> [Exercise requirements] The lines to be copied run from the one containing "If you could tag the blue" to the end of the material below; reproduce them exactly, including both ends, and nothing more.

> [Dataset items]
-=-=-

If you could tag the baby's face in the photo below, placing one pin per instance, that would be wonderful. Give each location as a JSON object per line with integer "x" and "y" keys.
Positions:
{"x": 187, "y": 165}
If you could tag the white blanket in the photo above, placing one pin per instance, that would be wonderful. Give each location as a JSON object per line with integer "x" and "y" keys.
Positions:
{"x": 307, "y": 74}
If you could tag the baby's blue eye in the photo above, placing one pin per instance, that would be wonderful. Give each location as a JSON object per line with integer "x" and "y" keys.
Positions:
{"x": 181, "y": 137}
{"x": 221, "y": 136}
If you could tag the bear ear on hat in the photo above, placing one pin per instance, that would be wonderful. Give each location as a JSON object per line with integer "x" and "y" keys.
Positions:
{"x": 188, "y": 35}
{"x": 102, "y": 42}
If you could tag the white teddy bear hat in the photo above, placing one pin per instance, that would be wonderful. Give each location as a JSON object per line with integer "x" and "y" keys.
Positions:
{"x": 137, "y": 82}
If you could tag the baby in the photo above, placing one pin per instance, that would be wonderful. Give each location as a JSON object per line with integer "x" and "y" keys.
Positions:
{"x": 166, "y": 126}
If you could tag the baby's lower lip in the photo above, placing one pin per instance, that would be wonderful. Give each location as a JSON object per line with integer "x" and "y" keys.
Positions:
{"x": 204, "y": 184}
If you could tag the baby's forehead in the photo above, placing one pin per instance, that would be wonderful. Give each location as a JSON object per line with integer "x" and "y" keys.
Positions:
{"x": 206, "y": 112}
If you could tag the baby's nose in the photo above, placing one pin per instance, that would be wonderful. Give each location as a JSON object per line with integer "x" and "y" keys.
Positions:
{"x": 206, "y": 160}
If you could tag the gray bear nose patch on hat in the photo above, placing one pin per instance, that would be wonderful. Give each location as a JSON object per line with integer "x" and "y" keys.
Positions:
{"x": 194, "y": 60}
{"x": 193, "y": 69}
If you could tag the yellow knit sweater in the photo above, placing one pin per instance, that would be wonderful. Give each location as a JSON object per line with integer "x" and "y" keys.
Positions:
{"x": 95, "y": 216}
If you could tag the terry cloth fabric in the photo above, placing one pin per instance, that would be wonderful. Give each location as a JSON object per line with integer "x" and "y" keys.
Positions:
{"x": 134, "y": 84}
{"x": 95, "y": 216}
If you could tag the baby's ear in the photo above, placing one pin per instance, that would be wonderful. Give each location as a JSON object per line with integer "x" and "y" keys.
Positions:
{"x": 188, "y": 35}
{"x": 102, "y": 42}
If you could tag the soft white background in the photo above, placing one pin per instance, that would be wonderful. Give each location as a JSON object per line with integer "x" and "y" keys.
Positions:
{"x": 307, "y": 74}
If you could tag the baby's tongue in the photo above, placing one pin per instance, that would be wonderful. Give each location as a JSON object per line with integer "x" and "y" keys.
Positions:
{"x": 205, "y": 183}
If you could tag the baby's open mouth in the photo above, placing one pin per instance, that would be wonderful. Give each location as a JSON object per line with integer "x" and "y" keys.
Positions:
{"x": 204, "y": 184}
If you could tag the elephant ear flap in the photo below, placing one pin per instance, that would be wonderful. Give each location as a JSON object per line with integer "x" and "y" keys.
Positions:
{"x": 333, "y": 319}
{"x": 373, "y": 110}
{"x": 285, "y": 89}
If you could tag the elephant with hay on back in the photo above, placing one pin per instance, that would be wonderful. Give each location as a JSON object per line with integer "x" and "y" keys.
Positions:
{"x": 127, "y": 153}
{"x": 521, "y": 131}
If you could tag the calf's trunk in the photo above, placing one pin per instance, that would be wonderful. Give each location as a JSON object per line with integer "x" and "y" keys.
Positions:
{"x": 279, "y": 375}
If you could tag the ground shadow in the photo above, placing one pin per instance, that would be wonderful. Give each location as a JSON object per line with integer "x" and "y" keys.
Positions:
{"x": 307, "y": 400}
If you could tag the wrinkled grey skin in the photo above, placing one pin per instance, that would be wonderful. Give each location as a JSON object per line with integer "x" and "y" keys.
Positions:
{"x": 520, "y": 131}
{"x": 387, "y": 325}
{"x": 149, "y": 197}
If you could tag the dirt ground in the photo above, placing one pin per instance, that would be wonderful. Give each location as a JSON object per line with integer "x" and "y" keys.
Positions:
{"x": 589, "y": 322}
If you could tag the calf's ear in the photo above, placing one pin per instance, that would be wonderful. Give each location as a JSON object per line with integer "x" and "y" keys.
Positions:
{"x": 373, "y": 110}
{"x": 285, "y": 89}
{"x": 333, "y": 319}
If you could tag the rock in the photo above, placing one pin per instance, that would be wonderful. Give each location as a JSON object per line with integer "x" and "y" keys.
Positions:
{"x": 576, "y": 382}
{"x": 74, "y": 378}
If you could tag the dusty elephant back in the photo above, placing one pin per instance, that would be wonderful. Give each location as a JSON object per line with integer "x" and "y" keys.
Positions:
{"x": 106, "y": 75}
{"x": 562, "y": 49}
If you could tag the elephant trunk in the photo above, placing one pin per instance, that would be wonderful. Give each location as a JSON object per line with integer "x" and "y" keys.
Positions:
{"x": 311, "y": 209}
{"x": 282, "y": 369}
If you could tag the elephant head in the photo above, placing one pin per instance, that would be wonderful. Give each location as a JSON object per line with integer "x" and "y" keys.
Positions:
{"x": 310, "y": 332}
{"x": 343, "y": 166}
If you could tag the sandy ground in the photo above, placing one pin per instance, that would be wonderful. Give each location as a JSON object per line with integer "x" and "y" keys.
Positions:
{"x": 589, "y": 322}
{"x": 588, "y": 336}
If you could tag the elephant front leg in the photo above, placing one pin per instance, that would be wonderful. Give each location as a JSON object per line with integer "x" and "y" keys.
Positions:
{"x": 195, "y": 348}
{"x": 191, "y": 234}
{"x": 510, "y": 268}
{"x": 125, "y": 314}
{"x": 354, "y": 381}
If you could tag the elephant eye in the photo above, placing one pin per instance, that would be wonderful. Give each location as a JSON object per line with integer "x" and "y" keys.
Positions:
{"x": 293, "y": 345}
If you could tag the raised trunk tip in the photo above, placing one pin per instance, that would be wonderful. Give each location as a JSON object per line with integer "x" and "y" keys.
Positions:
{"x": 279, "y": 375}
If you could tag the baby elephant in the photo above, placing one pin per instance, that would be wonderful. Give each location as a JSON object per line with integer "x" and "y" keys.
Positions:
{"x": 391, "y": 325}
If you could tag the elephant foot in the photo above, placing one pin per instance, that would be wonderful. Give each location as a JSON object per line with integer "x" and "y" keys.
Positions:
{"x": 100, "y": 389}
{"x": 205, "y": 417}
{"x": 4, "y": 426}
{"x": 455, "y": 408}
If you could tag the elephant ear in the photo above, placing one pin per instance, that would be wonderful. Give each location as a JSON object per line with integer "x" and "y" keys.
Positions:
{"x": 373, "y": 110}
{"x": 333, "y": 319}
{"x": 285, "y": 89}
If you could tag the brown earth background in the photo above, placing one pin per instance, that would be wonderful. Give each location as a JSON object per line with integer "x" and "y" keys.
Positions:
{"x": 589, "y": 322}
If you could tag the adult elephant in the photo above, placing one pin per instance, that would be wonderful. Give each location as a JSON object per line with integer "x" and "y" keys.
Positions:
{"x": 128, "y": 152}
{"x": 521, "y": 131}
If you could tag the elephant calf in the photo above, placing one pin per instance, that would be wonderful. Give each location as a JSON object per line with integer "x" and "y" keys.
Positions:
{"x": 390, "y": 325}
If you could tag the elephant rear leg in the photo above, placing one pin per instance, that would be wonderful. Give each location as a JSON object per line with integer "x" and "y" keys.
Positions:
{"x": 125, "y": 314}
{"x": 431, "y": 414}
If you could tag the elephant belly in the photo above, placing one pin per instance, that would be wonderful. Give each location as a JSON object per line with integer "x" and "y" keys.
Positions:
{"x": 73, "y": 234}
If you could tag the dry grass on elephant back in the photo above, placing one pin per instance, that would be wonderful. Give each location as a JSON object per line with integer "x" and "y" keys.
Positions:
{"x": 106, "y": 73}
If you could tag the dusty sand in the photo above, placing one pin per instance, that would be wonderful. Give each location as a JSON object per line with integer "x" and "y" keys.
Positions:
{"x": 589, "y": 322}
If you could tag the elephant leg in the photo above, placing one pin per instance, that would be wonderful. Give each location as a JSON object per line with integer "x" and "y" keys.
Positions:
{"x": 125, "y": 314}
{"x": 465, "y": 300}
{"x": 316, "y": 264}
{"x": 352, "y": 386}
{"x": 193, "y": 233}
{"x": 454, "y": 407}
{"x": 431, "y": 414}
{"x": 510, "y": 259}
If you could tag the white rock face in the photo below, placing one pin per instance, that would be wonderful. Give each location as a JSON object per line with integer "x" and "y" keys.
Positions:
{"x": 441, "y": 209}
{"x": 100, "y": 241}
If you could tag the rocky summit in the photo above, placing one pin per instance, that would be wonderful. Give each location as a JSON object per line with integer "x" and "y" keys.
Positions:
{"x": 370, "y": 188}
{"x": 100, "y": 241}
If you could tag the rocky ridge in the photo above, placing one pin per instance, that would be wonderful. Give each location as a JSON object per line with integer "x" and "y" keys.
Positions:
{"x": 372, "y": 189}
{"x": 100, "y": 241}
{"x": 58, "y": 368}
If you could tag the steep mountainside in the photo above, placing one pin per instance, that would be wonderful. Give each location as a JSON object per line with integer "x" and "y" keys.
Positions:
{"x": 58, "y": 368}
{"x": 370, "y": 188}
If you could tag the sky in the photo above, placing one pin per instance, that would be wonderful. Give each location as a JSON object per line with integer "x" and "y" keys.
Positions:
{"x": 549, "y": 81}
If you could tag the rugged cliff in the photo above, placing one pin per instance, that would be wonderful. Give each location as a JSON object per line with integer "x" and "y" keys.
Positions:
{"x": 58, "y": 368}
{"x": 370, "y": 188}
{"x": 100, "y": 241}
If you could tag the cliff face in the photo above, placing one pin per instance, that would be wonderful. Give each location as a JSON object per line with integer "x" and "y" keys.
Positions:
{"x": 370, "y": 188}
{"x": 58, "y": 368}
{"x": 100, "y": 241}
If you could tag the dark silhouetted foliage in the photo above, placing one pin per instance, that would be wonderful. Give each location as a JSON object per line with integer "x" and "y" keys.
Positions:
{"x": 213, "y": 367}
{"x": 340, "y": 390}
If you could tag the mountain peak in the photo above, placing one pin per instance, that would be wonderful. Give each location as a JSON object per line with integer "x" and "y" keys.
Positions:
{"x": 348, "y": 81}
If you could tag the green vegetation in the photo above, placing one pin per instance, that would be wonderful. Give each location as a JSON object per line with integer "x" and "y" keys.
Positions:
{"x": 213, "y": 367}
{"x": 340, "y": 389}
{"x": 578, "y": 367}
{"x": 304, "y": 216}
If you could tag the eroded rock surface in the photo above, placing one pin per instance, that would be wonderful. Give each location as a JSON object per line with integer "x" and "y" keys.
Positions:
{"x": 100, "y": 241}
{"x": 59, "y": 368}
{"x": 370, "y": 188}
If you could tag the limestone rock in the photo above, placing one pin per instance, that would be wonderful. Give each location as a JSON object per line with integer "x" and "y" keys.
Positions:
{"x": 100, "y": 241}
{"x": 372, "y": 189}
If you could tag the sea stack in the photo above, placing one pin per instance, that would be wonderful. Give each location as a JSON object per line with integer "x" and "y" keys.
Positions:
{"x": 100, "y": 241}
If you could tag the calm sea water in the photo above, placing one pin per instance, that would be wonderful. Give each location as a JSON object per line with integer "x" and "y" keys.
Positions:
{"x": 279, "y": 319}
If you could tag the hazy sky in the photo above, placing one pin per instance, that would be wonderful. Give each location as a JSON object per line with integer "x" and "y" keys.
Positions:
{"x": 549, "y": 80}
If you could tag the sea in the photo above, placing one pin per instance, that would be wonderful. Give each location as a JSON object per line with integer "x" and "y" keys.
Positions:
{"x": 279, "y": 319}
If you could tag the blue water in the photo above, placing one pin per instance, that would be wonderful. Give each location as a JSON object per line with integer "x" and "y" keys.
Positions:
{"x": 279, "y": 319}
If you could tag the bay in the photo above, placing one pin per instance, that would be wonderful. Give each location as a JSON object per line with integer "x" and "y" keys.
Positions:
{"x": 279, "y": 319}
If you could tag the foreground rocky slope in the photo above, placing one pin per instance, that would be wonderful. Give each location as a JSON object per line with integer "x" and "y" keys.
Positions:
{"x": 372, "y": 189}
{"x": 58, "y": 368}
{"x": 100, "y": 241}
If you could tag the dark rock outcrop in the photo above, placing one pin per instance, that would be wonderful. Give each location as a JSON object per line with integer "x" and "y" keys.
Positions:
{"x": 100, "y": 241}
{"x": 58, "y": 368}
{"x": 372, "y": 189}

-=-=-

> [Response]
If you could tag the blue water in the photo above, placing one pin per instance, that would be wonderful. Give each location as a JSON object per line with integer "x" and "y" keys.
Positions:
{"x": 279, "y": 319}
If you could tag the bay in the photo above, placing one pin per instance, that would be wonderful. Give each location as a JSON object per line with integer "x" and "y" keys.
Positions:
{"x": 279, "y": 319}
If you could tag the foreground rocky slope in the photo above, placing one pin per instance, that would be wonderful. Give each location as a JSON object per line with integer "x" and "y" keys.
Positions:
{"x": 372, "y": 189}
{"x": 58, "y": 368}
{"x": 100, "y": 241}
If you could tag the dark rock outcrop in the photo above, placing one pin per instance, that would be wonderful. Give each location as a JSON object per line with integer "x" and "y" keys.
Positions:
{"x": 100, "y": 241}
{"x": 58, "y": 368}
{"x": 372, "y": 189}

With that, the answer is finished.